__ABOUT THIS EXERCISE__: Exactly as written, return every line of the data below apart from the pictures.

(DATA FOR REVIEW)

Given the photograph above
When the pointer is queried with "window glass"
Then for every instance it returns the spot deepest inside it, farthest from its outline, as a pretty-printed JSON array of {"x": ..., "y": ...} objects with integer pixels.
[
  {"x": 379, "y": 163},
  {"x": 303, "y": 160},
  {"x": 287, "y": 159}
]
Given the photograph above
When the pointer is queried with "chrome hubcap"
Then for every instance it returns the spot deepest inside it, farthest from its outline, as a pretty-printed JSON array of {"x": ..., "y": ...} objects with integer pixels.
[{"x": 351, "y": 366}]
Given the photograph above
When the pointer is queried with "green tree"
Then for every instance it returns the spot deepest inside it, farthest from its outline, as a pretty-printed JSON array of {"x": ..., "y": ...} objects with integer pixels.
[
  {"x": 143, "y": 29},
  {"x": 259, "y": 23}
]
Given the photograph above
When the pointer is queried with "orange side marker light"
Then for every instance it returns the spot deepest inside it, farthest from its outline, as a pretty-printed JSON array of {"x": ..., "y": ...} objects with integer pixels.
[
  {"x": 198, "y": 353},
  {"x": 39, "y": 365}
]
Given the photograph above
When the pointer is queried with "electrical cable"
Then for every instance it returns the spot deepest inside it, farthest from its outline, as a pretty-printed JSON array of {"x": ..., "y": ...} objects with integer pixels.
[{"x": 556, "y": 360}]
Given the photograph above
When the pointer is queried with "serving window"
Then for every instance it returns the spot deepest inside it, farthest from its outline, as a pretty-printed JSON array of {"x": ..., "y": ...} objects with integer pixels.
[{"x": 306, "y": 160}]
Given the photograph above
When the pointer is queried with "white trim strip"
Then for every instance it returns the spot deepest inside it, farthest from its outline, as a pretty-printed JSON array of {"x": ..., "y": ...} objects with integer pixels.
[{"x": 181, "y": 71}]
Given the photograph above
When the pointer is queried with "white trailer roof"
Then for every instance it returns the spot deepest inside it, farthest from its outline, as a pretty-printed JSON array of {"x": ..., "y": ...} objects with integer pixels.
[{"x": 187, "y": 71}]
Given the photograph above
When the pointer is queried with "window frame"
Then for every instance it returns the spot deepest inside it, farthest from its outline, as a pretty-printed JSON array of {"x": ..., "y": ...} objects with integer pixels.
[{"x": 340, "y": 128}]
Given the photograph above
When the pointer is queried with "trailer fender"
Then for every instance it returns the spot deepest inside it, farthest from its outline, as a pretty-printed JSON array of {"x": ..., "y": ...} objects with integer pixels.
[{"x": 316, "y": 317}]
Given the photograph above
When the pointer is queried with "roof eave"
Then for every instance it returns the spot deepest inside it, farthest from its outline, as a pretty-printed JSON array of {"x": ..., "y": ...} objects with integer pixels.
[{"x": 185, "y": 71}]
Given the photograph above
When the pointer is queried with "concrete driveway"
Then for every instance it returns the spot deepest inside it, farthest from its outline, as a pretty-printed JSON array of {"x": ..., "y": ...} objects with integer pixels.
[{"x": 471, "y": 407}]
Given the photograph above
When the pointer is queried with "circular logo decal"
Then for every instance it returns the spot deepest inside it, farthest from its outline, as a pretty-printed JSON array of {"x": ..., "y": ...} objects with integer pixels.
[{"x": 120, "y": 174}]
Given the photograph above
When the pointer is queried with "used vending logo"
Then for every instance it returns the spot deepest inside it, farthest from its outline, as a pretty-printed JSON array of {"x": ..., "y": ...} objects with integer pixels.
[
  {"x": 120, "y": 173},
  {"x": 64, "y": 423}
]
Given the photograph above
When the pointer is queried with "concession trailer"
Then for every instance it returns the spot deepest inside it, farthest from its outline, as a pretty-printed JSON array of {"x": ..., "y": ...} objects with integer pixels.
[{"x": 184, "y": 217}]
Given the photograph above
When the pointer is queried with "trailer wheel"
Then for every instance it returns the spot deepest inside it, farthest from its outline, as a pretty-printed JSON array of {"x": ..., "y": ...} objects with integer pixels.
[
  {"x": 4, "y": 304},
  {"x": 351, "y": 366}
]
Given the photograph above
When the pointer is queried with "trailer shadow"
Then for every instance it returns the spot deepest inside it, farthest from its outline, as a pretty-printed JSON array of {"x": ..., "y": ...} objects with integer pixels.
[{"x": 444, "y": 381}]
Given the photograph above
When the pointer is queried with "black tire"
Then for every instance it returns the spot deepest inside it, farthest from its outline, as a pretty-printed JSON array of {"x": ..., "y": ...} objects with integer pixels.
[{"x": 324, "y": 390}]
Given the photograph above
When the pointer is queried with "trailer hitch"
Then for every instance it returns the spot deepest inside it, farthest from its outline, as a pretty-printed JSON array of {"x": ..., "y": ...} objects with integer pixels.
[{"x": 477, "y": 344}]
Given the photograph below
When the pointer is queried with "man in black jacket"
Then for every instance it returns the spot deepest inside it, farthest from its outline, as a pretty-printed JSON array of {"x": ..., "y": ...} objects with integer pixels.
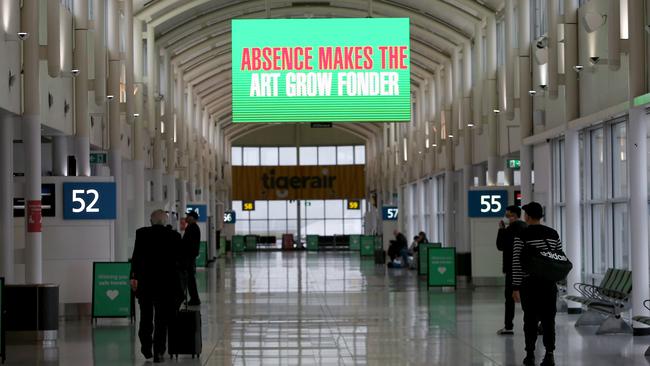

(End DATA FOR REVIEW)

__RESULT FOR THIS TASK__:
Given the photograph above
When the pointer is queried with "window glass"
Then for every instance it returns the spot deepest inside it, farthest from its outline, as a pretty-printed JSON array of {"x": ..., "y": ...} objects with integer pixels.
[
  {"x": 379, "y": 163},
  {"x": 303, "y": 160},
  {"x": 287, "y": 159}
]
Given the photograph above
When the pointer is queried with "chrome hubcap"
Then for every instance it returns the spot deepest inside it, farthest from its outline, as a pretty-printed JSON array of {"x": ..., "y": ...} objects with integer pixels.
[{"x": 351, "y": 366}]
Given the photograph above
When the pointer is queried with "green tree"
Then for every instance it returns the spot deepest inside it, farthest from its outline, as a pretty-printed JSON array of {"x": ..., "y": ...} objects with integer pixels.
[
  {"x": 143, "y": 29},
  {"x": 259, "y": 23}
]
Given the photograph above
When the pointer is queried with "orange side marker light"
Then for every instance it returns the spot deepest inside it, farthest from its outline, as a pretty-printed JSON array of {"x": ..., "y": ...} objects with integer pixels.
[
  {"x": 198, "y": 353},
  {"x": 39, "y": 365}
]
Given the photograph above
When the pointer is queried with "electrical cable"
Then for every instance it returns the spot deepest inside it, farthest from its outline, as a pretty-printed JSON array of {"x": ..., "y": ...} objects with integer pixels.
[{"x": 556, "y": 360}]
Given the photograph above
When the pointer is queried with "serving window"
Then for every instance it returns the spot deepest inside it, farthest from its outline, as a pretty-printed JSON array of {"x": ..., "y": ...} objects with integer pixels.
[{"x": 306, "y": 160}]
Given the photograph above
When the pointer is queried with "white trim strip"
Then for every instance it returns the spot deepest inside it, farthest from its outline, as a pretty-printed JSON array of {"x": ..., "y": ...} objects with integer pixels.
[{"x": 181, "y": 71}]
Given the photograph above
When the pointer is queried with "white trailer roof"
Then for every instance it returns the spot deepest inside it, farthest from its outline, as a pretty-printed JSON array of {"x": ..., "y": ...} objects with integer pixels.
[{"x": 187, "y": 71}]
Given the photograph above
When the pointer is queried with "window frame"
Then for every instance it returns the spot deepest inside it, farthest from its outline, as a pretty-printed JSON array of {"x": ..., "y": ...} objects with integer pixels.
[{"x": 340, "y": 128}]
Given the photograph above
When the pointer is queried with "trailer fender"
Then for every instance it returns the spot deepest inside it, farthest from its outline, as a pretty-printed JSON array of {"x": ..., "y": ...} objects with integer pixels.
[{"x": 316, "y": 317}]
Given the photograph above
When the pointer is queried with "roof eave"
Then for every instance it returns the spot deepest inside it, farthest from its outline, as a pretty-printed JSON array of {"x": ..., "y": ...} objects with integer pixels.
[{"x": 185, "y": 71}]
Given the photograph above
When the pointer is queried with "concrete driveway"
Then for every instance it returns the spot deepest inside it, farthest from its outline, as a pretty-printed JSON array of {"x": ..., "y": ...} objects with integer pixels.
[{"x": 471, "y": 407}]
Given the photograph above
When the pointer is queried with "circular logo decal"
Then for every instance it returns the spot deepest inside it, farthest from its outline, as a pretty-printed JSON array of {"x": ..., "y": ...} objects with integer pixels.
[{"x": 120, "y": 174}]
Given the photograph above
When the pointer is queried with "used vending logo"
Then for every instance it returns the spot deepest inside it, farthest from its outline, as a pretty-printed JSON array of {"x": ..., "y": ...} objects with integer pixels.
[
  {"x": 120, "y": 173},
  {"x": 64, "y": 423}
]
Given the photograph above
When the pointer is queried with "concession trailer"
Then for every instance it returns the spot deepest inside it, farthest from its outline, as a pretty-printed JSON array of {"x": ..., "y": ...} objects with integer pixels.
[{"x": 184, "y": 217}]
Given the photograph above
When the pointer is queried with "trailer wheel"
Then for every instance it returns the spot deepest inside it, farthest from its outline, as a pretty-printed JSON array of {"x": ..., "y": ...} objects with integer pixels.
[
  {"x": 4, "y": 304},
  {"x": 351, "y": 366}
]
Given the photograph above
When the pointer is queried with "trailer shadow"
Then for every instance it returns the spot deepest inside it, farthest from its outline, as a pretty-printed JSON array of {"x": ..., "y": ...} objects with integer pixels.
[{"x": 444, "y": 381}]
Given the photograph above
When the pointer is queried with "black tire"
Then for every instance it returns the spot deepest inside it, farthest from its outline, as a pretty-printed JSON array of {"x": ..., "y": ...} objects with integer pixels.
[{"x": 324, "y": 390}]
Given the photograph above
When the pointer is queried with "trailer hitch"
Then for every instance it returns the spot deepest inside it, farthest from its outline, as a pretty-printed JSON array of {"x": ..., "y": ...} objects with integer pixels.
[{"x": 477, "y": 344}]
Given the photograph below
When the pointer is queried with "man in black jacket"
Then for every instance it returns the spot deepest inside it, farthest from its outline, as a pretty-printed JSON array of {"x": ..., "y": ...} objects with integer pixels.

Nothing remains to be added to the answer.